REQUISITOS DA TAREFA:
[1] Responda às perguntas com base no trecho sobre dados de satélite na agricultura, marcando cada resposta com a mesma letra da pergunta.
(a) Que área cada pixel de uma imagem pode representar?
(b) Que cargo Misty Tucker ocupa na Planet?
(c) Que política a União Europeia está mudando com o monitoramento por satélite em mente?
[2] Extraia do trecho sobre dados de satélite na agricultura, sem nenhuma alteração, a parte que começa nas palavras "Se essa tecnologia" e termina logo após as palavras "suprimento de alimentos.".

TRECHO DO TEXTO:

****************

Com cada pixel de uma imagem representando uma área tão pequena quanto meio metro quadrado, esses dados de satélite podem ser sobrepostos em um mapa de um campo, permitindo a aplicação de fertilizantes apenas onde necessário.

Um baixo NDVI à medida que uma cultura se aproxima do momento da colheita, por exemplo, indicaria a necessidade de fertilizante de nitrogênio.

“Nós tratamos campos de cultivo como se todo o solo fosse exatamente o mesmo, quando sabemos com certeza que isso não é verdade”, disse Misty Tucker, diretora da indústria agrícola da Planet. “Os dados de satélite nos ajudam a administrar nossos campos em um nível muito mais granular.”

Se essa tecnologia se tornar amplamente disponível, os recursos economizados, as emissões evitadas e as colheitas preservadas diante de um cenário de mudanças climáticas podem ter um impacto significativo tanto na luta para desacelerar o aquecimento global quanto na proteção do suprimento de alimentos.

Os formuladores de políticas começam a enxergar a luz. A União Europeia está mudando sua Política Agrícola Comum com o monitoramento por satélite em mente para reduzir as emissões de gases de efeito estufa, o uso de fertilizantes e estudar as chamadas zonas mortas oceânicas.

****************

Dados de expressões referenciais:

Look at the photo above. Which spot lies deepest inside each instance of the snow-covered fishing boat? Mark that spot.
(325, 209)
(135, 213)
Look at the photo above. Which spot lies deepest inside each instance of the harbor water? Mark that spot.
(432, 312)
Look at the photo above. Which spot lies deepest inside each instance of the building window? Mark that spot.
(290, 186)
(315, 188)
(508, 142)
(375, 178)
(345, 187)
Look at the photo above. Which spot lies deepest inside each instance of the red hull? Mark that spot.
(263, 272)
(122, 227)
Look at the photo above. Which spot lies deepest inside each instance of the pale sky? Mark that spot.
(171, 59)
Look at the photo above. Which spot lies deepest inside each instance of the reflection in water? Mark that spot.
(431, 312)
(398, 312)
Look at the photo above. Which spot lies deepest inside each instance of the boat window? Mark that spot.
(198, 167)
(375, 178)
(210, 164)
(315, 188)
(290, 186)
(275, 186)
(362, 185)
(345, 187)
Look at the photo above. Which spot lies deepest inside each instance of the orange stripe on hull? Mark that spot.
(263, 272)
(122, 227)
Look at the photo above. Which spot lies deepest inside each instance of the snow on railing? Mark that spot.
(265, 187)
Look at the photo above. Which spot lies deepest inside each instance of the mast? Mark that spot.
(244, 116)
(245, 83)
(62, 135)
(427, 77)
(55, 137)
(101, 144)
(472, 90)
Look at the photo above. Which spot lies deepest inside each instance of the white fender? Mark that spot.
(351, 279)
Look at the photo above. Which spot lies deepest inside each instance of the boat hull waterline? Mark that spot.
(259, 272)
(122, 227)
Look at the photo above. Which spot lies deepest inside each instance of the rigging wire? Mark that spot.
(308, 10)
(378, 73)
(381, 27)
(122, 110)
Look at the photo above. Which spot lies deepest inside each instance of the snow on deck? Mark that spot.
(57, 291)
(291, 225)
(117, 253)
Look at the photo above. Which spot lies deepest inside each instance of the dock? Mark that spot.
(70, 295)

****************

RESPOSTAS DO EXERCÍCIO:
[1]
(a) Uma área tão pequena quanto meio metro quadrado.
(b) Diretora da indústria agrícola.
(c) A Política Agrícola Comum.

[2]
Se essa tecnologia se tornar amplamente disponível, os recursos economizados, as emissões evitadas e as colheitas preservadas diante de um cenário de mudanças climáticas podem ter um impacto significativo tanto na luta para desacelerar o aquecimento global quanto na proteção do suprimento de alimentos.